WRITTEN PROBLEM: Copy the lines of the records below word for word, starting at the line that contains "the bird's wing" and ending at the final line of the records.

★ ★ ★ ★

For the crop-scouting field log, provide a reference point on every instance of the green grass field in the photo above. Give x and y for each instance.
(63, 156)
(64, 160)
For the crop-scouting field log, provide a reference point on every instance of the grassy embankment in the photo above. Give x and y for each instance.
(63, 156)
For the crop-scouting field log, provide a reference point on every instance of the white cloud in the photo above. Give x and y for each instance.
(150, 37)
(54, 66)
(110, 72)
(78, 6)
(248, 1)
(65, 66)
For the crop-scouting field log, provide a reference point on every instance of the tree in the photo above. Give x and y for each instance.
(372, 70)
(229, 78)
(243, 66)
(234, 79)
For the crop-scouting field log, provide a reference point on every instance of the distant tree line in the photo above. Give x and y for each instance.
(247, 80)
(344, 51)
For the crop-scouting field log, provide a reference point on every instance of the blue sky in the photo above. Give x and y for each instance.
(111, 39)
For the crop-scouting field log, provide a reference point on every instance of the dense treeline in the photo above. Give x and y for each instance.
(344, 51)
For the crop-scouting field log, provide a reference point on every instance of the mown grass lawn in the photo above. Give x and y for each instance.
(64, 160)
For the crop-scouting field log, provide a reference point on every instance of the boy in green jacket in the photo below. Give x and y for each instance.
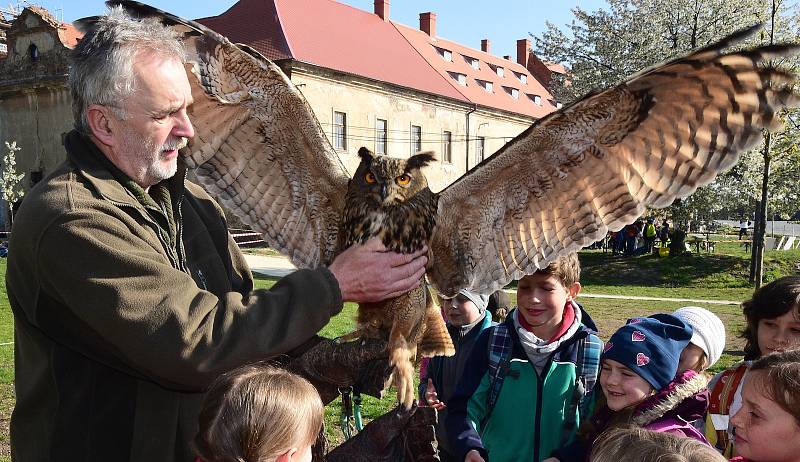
(531, 378)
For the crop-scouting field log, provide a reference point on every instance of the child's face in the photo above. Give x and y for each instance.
(541, 299)
(460, 311)
(764, 431)
(622, 386)
(691, 356)
(779, 334)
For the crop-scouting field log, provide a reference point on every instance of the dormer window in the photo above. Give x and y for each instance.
(446, 55)
(459, 77)
(512, 91)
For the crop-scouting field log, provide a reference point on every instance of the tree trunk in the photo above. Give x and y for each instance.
(760, 227)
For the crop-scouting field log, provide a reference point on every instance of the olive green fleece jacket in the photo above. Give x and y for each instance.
(123, 315)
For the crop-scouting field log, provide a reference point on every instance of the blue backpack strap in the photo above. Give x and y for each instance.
(499, 349)
(587, 369)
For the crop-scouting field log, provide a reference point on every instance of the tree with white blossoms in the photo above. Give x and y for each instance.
(10, 179)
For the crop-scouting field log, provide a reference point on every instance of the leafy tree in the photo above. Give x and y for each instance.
(604, 47)
(10, 179)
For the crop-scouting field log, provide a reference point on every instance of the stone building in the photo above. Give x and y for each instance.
(393, 88)
(35, 106)
(371, 82)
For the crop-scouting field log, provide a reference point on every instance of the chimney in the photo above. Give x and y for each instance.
(382, 9)
(427, 23)
(523, 47)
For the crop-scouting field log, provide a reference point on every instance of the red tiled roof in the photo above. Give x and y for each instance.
(69, 35)
(255, 23)
(340, 37)
(500, 95)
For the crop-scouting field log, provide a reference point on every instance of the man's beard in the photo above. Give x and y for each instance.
(144, 149)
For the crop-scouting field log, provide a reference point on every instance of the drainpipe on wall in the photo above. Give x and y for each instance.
(466, 158)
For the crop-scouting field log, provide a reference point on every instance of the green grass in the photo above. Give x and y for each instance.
(718, 276)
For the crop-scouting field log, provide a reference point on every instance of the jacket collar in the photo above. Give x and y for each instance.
(685, 398)
(110, 182)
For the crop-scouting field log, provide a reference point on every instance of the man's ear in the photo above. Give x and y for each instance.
(574, 290)
(287, 456)
(101, 123)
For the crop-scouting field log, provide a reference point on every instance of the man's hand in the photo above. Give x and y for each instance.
(396, 435)
(432, 398)
(370, 273)
(330, 365)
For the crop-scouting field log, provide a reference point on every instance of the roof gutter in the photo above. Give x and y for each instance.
(466, 156)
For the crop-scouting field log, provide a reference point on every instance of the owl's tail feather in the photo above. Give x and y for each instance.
(436, 341)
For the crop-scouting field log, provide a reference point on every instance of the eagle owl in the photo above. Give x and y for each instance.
(563, 183)
(388, 198)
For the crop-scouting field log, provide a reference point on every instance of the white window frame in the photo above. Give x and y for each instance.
(415, 143)
(381, 137)
(447, 147)
(340, 138)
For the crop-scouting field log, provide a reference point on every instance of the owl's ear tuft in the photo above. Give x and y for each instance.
(365, 154)
(420, 160)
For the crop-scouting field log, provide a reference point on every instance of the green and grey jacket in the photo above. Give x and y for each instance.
(127, 305)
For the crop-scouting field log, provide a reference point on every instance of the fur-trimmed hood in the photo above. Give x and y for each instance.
(684, 399)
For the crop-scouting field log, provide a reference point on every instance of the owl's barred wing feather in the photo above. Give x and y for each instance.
(258, 145)
(595, 165)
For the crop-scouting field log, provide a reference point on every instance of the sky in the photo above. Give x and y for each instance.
(503, 22)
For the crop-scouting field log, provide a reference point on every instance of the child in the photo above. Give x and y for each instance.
(637, 444)
(773, 324)
(259, 413)
(767, 426)
(640, 386)
(530, 378)
(467, 316)
(708, 338)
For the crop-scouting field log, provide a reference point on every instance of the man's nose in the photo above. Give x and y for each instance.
(184, 126)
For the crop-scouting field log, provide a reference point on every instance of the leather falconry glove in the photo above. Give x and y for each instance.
(330, 366)
(398, 435)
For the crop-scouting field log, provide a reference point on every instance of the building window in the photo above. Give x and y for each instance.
(480, 144)
(472, 62)
(486, 85)
(446, 55)
(458, 77)
(447, 147)
(380, 136)
(416, 139)
(340, 131)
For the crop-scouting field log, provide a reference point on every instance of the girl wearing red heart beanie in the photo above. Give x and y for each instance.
(640, 385)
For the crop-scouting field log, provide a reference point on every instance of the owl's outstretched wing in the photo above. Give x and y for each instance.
(258, 145)
(595, 165)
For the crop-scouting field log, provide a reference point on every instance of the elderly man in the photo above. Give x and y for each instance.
(128, 293)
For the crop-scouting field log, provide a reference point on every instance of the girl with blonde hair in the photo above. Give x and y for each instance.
(259, 413)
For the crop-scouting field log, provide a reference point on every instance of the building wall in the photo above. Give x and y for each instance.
(364, 101)
(36, 118)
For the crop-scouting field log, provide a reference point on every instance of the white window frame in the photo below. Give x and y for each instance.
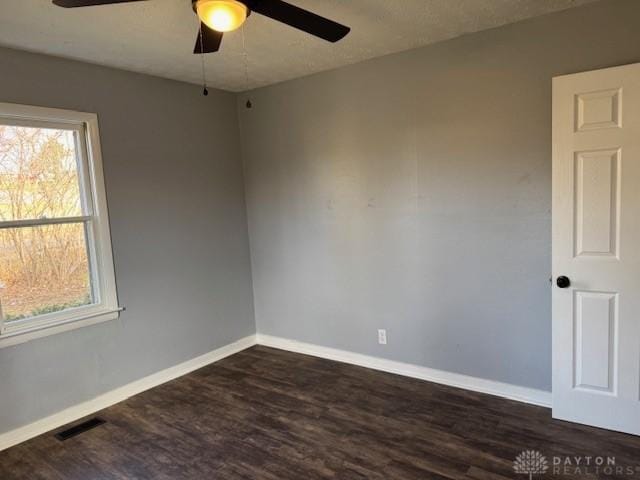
(96, 220)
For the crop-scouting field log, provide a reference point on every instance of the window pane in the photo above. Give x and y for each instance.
(43, 269)
(38, 173)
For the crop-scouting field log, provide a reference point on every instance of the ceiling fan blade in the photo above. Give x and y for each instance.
(88, 3)
(211, 40)
(299, 18)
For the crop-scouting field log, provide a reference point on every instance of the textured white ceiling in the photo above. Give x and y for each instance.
(157, 36)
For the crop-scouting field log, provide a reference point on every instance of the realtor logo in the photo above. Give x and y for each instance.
(530, 462)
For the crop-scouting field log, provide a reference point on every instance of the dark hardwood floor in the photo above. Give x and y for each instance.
(273, 415)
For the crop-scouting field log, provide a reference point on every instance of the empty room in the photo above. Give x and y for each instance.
(319, 239)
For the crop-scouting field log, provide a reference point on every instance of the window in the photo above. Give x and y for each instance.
(56, 268)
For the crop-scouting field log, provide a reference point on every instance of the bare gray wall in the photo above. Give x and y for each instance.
(413, 193)
(176, 200)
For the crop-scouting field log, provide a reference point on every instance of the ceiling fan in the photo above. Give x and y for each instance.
(220, 16)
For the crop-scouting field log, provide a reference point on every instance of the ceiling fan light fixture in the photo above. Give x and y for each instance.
(222, 15)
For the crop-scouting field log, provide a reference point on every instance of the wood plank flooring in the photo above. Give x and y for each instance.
(273, 415)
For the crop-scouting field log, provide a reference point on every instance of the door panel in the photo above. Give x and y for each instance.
(596, 243)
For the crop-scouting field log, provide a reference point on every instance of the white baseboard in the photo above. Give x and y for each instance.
(71, 414)
(513, 392)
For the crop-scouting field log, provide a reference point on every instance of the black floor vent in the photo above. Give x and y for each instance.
(78, 429)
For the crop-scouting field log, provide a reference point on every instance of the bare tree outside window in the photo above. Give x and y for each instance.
(43, 268)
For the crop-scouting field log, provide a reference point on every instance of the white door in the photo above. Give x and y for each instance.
(596, 246)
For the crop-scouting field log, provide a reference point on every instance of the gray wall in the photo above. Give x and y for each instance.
(176, 199)
(413, 193)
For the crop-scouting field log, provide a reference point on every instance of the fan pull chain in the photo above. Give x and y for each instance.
(245, 57)
(205, 92)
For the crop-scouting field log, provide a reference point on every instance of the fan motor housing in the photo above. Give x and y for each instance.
(195, 9)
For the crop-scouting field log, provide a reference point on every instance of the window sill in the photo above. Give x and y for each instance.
(10, 338)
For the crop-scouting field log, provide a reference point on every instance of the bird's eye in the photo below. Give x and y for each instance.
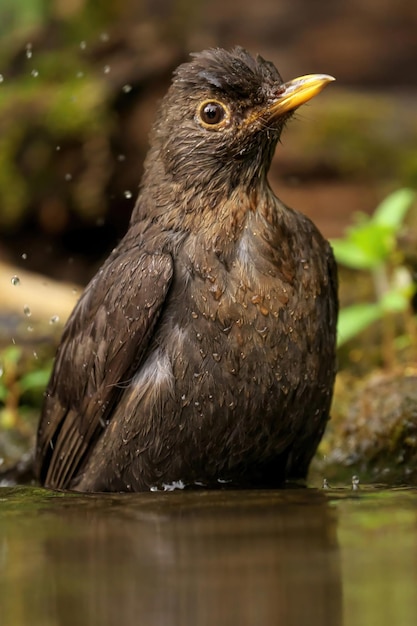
(212, 113)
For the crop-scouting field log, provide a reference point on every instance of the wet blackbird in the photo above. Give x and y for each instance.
(203, 351)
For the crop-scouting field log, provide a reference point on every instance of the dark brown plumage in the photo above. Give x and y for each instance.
(203, 351)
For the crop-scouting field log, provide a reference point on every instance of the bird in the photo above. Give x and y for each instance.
(202, 353)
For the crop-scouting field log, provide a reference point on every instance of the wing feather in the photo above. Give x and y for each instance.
(101, 349)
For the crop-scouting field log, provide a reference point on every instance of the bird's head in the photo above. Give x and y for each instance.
(222, 117)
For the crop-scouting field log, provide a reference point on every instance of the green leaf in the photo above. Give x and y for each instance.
(393, 209)
(354, 319)
(395, 300)
(365, 247)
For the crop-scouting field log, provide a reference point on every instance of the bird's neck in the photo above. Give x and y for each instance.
(218, 214)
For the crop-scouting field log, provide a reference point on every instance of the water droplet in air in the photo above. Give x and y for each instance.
(355, 483)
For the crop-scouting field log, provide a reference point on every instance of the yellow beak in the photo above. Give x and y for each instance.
(297, 92)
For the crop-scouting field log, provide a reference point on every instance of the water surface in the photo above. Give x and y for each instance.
(242, 558)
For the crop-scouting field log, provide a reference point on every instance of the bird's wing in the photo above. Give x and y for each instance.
(101, 348)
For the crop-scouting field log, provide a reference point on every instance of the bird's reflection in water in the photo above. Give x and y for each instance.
(224, 558)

★ ★ ★ ★

ANSWER TO THIS TASK:
For the crop-scouting field log, provide a reference point on every instance of the bird's wing in the photo above. Give x and y for each instance.
(101, 348)
For the crop-scouting field log, provide a reference point on every instance of the bird's reflection in water in the photo above. Give x and y for each instance.
(224, 558)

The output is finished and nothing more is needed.